### PROBLEM DESCRIPTION:
Swap "drum kit" for "drum set" in the lines of the records starting at the line containing "image of stage." and ending at the line containing "[138,403,156,425]", leaving everything else unchanged, and give back those lines only.

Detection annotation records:
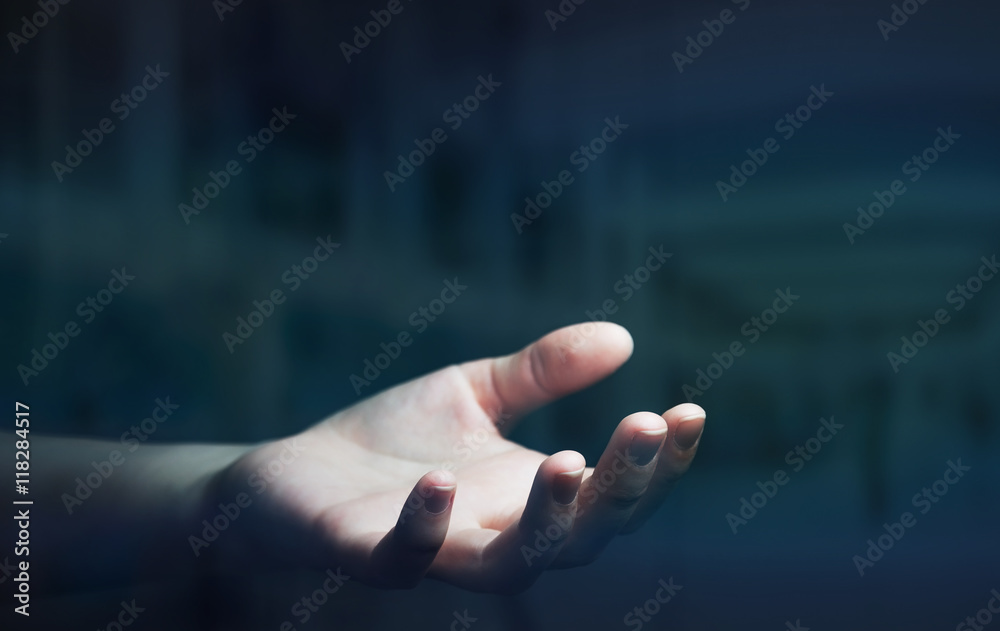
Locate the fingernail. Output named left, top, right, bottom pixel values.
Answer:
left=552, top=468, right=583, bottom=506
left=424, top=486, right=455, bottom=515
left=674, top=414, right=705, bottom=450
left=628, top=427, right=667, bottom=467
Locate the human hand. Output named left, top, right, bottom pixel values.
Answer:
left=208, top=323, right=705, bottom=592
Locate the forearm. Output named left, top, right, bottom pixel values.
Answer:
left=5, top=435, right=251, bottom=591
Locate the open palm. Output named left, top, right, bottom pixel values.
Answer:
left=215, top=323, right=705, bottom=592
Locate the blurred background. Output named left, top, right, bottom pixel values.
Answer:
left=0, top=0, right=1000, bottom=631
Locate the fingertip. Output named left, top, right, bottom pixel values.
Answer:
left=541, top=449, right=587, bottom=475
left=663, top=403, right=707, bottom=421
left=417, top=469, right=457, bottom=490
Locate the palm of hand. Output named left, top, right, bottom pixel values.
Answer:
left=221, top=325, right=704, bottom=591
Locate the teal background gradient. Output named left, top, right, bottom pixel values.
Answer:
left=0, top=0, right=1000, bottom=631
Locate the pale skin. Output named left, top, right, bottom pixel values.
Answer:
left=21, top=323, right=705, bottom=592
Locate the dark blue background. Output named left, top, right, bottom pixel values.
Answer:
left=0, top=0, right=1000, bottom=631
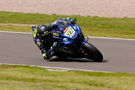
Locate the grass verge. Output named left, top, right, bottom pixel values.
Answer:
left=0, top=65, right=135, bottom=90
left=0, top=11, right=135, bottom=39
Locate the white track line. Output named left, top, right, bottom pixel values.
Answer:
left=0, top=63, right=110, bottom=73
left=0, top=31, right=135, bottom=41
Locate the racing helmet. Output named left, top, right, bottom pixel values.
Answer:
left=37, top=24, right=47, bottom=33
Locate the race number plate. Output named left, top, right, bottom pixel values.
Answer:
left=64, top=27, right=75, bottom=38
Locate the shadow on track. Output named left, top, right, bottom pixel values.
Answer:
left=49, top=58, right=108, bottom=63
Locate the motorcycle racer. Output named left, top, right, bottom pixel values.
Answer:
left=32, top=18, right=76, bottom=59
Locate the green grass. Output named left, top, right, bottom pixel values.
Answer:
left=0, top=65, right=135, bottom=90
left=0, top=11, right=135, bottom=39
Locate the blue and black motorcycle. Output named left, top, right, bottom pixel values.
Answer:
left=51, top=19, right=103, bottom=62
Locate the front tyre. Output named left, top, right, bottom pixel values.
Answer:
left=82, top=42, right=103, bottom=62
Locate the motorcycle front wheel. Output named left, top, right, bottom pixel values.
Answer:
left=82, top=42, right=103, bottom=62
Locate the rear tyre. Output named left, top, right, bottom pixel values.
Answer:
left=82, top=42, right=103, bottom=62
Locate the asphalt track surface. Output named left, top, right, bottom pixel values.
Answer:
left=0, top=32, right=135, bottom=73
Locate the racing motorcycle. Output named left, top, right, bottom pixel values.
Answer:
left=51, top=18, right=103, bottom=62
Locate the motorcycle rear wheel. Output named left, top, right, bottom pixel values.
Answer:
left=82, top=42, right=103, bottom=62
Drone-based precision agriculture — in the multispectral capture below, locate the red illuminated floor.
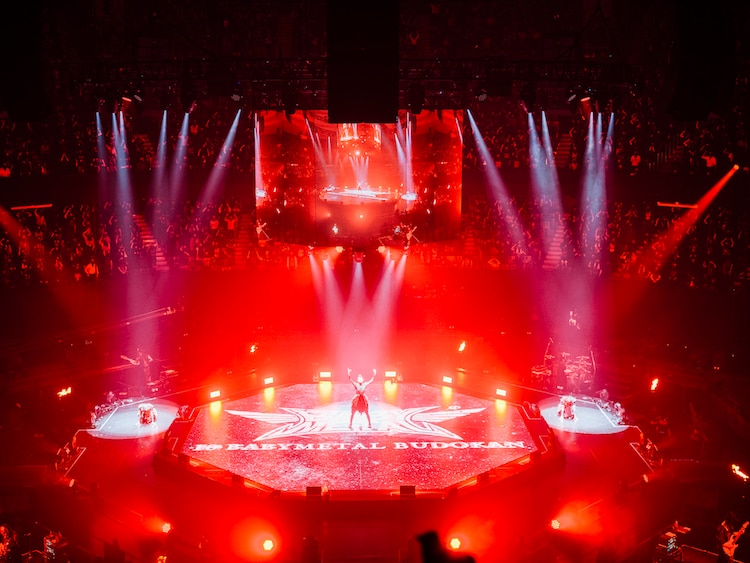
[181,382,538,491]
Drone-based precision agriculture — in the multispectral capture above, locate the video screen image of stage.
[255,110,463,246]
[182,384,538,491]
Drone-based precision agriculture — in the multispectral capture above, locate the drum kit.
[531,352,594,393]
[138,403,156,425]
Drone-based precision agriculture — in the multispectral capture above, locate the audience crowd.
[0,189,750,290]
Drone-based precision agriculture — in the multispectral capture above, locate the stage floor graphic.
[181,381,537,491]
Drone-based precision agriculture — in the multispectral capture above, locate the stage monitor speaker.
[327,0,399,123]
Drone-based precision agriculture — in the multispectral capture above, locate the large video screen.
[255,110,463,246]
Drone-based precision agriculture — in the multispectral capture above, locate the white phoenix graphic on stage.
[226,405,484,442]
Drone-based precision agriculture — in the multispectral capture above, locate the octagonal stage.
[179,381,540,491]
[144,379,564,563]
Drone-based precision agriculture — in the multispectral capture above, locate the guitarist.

### CORRECT RESULT:
Drone-based precision agriculture — in the multispectral capture above, locate the video screen image of stage.
[255,110,463,246]
[182,384,538,491]
Drone-based precision agriculture — in the multispectral capture above, locate the drum set.
[531,352,594,393]
[138,403,156,425]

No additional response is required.